TASK DIRECTIONS — Copy the rows below word for word, from the start through the line that contains "[(669, 438)]".

Position annotation records
------------

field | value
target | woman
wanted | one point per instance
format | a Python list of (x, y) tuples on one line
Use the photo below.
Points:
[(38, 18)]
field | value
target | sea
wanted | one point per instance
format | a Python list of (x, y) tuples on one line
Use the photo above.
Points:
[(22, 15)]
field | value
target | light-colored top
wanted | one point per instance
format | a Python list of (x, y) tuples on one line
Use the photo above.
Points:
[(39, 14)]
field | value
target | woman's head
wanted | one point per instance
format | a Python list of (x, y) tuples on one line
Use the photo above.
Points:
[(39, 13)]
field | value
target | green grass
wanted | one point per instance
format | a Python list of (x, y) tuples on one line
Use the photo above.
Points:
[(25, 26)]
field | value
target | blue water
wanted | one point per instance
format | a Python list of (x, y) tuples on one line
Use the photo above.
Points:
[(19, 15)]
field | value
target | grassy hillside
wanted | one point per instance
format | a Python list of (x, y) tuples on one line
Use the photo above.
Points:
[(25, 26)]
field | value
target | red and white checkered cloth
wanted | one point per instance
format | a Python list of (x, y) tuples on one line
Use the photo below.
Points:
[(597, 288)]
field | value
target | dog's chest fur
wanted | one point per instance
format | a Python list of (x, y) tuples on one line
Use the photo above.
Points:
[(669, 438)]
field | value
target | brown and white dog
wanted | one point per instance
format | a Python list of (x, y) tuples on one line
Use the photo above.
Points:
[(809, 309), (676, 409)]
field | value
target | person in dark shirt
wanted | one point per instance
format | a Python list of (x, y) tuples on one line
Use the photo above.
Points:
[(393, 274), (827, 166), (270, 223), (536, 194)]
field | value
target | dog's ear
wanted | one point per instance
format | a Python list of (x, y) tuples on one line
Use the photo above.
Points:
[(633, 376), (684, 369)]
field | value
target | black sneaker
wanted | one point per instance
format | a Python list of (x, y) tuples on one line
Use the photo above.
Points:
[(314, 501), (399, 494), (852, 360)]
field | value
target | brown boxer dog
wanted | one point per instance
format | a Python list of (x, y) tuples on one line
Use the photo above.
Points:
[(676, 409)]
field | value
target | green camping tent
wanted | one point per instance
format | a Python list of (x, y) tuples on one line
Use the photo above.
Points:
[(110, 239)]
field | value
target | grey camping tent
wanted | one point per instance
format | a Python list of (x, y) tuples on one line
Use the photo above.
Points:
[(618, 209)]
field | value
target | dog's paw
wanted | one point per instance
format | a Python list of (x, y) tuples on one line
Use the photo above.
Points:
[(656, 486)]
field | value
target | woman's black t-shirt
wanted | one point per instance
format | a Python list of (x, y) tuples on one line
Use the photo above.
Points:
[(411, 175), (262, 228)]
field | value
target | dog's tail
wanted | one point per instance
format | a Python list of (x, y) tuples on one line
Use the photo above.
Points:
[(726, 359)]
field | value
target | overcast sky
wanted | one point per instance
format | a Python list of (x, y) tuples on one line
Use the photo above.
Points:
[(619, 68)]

------------

COMPLETE OUTPUT —
field | value
target | woman
wanted | one point per instance
format | a Python list of (x, y) tuples on one line
Use the photo below.
Points:
[(38, 18)]
field | value
target | sea
wanted | one point per instance
format | a Python list of (x, y) tuples on one line
Use the photo above.
Points:
[(22, 15)]
field | value
target | light-colored top
wanted | one point per instance
format | a Python list of (x, y) tuples on one line
Use the photo above.
Points:
[(39, 14)]
field | value
target | woman's head
wanted | one point per instance
format | a Python list of (x, y) tuples on one line
Use the photo above.
Points:
[(39, 13)]
field | value
target | green grass
wanted | one point per instance
format | a Python list of (x, y) tuples on one line
Use the photo above.
Points:
[(25, 26)]
field | value
target | blue water
wanted | one point per instance
format | a Python list of (x, y) tuples on one line
Use the photo above.
Points:
[(19, 15)]
field | value
target | grassy hillside
wanted | one point per instance
format | a Python list of (x, y) tuples on one line
Use the photo above.
Points:
[(25, 26)]
field | value
target | red and white checkered cloth
wanted | one point per instance
format | a Python list of (x, y) tuples on one line
Use the photo below.
Points:
[(597, 288)]
field | value
target | dog's chest fur
wanted | one point per instance
format | a Python list of (x, y) tuples on one line
Use the photo above.
Points:
[(669, 438)]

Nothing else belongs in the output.